WHAT NEEDS TO BE DONE = Every line of the entries that holds the word "tiled" is to be copied.

INFORMATION SHOWN =
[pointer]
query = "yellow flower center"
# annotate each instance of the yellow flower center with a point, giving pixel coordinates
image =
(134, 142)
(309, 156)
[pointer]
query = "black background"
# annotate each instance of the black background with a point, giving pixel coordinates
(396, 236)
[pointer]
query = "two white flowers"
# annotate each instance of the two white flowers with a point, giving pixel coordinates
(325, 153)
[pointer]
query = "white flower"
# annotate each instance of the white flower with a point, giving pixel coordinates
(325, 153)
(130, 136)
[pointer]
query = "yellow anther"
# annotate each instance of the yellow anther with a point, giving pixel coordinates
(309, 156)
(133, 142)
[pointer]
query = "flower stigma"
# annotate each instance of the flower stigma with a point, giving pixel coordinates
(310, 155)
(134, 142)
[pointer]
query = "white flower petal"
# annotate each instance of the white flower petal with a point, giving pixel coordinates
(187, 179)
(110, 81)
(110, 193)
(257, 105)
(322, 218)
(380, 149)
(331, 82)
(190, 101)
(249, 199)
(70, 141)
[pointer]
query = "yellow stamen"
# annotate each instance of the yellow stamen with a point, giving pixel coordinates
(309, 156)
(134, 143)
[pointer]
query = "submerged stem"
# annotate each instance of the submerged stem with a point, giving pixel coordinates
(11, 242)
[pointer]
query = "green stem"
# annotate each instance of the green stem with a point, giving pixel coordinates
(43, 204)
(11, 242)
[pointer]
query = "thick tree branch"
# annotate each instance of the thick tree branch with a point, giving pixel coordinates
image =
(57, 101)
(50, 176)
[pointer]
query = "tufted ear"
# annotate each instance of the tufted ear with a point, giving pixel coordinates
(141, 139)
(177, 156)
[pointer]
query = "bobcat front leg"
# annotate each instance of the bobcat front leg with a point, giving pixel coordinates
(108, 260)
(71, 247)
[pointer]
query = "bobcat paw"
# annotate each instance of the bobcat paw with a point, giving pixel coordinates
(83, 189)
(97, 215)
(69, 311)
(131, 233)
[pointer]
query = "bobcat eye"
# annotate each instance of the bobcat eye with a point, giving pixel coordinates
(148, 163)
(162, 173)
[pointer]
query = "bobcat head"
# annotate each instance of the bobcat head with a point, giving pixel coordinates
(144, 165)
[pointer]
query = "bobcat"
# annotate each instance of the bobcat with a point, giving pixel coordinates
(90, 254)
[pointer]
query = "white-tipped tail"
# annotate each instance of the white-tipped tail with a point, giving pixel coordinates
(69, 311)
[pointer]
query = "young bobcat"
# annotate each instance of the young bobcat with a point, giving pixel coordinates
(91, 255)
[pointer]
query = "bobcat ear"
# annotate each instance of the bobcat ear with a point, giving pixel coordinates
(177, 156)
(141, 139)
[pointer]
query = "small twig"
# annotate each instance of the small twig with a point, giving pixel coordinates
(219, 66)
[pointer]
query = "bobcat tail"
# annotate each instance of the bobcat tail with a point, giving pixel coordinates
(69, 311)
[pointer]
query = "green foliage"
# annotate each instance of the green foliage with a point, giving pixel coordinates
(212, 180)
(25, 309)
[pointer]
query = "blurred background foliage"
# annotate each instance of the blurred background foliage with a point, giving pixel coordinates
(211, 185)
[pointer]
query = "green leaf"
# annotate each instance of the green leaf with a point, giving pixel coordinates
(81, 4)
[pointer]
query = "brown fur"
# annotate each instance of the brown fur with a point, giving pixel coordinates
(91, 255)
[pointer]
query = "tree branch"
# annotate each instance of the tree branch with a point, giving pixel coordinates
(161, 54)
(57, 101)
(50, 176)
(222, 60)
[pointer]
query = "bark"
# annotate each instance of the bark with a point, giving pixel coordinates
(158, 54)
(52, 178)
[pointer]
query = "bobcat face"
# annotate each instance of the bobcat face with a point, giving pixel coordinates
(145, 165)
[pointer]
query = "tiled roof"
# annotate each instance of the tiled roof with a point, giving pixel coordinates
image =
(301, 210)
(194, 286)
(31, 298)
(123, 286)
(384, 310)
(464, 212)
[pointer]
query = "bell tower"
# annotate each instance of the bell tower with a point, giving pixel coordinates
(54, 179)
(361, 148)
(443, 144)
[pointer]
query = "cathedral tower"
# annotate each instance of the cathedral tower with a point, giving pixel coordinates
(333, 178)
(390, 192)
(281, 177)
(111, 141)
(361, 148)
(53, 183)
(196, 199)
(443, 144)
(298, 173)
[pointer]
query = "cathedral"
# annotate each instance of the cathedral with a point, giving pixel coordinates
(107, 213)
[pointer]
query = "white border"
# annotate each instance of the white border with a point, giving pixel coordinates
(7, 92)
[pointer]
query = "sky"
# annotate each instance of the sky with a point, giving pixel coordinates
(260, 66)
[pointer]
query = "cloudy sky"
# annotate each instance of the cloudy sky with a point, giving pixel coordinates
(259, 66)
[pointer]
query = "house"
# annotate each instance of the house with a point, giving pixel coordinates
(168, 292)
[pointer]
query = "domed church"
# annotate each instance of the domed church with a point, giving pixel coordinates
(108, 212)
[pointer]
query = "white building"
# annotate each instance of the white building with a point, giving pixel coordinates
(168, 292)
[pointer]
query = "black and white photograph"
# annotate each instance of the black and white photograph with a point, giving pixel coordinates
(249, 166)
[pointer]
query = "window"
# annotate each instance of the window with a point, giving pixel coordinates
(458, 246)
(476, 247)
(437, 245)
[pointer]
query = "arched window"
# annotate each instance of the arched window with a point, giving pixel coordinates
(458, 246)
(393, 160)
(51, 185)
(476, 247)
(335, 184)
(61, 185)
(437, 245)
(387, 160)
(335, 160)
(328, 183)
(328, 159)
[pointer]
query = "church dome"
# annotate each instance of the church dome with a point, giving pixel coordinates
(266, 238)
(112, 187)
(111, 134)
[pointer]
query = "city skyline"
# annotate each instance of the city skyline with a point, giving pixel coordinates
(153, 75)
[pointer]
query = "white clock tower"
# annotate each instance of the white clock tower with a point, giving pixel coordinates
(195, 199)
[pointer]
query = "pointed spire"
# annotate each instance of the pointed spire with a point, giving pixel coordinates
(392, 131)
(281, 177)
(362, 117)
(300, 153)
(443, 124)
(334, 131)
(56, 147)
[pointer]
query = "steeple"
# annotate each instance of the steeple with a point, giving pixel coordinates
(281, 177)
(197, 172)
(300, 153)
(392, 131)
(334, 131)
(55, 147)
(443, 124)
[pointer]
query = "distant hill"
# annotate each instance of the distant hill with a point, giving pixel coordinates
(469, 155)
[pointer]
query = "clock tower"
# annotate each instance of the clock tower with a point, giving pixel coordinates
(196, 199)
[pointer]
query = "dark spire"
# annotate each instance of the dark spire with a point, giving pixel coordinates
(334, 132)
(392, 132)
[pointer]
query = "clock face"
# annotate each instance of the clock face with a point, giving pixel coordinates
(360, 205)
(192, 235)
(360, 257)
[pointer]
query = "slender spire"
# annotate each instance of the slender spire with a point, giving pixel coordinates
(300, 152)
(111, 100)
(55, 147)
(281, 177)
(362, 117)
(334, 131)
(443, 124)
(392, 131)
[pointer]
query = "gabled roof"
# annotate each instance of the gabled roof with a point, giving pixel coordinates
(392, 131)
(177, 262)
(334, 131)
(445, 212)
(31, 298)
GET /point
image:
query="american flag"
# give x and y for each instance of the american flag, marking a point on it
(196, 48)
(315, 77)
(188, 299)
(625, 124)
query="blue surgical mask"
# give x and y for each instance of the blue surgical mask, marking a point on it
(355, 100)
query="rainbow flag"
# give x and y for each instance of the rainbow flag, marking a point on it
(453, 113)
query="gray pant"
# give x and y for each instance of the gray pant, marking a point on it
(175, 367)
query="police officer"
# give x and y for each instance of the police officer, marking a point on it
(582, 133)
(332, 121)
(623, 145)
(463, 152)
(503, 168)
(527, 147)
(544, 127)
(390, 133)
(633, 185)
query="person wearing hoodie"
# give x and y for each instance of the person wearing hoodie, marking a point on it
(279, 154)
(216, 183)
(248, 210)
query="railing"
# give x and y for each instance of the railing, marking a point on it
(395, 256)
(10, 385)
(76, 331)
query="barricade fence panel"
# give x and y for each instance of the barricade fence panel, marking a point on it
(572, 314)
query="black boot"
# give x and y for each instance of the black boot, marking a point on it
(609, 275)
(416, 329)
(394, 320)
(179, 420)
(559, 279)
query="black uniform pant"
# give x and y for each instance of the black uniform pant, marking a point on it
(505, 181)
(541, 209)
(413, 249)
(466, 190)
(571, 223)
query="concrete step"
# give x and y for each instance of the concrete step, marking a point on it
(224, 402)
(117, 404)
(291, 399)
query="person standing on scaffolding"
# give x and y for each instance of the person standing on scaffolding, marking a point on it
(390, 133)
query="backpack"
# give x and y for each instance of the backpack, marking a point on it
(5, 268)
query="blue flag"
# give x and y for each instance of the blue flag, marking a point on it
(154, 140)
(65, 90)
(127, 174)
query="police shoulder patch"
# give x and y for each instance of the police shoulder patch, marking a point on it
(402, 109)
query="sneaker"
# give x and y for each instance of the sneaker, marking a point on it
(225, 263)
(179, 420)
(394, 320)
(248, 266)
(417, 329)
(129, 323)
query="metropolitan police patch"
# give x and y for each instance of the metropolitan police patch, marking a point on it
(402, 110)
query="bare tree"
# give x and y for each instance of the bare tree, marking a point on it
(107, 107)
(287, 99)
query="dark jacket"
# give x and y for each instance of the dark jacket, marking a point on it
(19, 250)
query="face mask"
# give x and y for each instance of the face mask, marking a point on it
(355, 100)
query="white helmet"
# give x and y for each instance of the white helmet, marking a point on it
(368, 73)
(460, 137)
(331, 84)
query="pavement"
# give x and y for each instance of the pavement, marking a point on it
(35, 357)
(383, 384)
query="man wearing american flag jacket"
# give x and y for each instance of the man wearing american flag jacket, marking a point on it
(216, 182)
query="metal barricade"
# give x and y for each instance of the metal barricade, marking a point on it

RESPONSE AREA =
query = "tiled roof"
# annotate each instance of the tiled roof with a point, giving pixel coordinates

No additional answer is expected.